TRY IT
Every entry that follows should be repeated exactly; drop the images.
Top of EXTRACTED ENTRIES
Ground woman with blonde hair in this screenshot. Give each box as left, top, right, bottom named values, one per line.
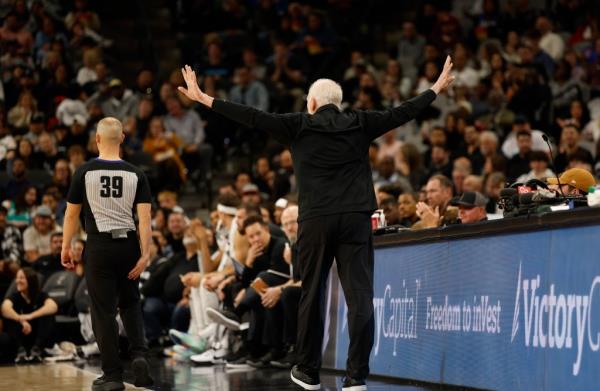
left=8, top=91, right=37, bottom=131
left=143, top=116, right=187, bottom=190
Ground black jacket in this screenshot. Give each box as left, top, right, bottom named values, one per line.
left=212, top=90, right=437, bottom=221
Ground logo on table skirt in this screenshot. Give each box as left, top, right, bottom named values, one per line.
Bottom of EXTRACTED ENTRIES
EXERCISE ANSWER
Ground woman with blonde hair in this screenshot. Give each box as left, top, right, bottom named values, one per line.
left=8, top=91, right=37, bottom=131
left=143, top=116, right=187, bottom=190
Ground black jacket in this screenshot. Give each box as left, top, right, bottom named values, one per line.
left=212, top=90, right=437, bottom=221
Ground logo on table skirt in this screenshot. Give each box as left, top, right, bottom named values, one per line.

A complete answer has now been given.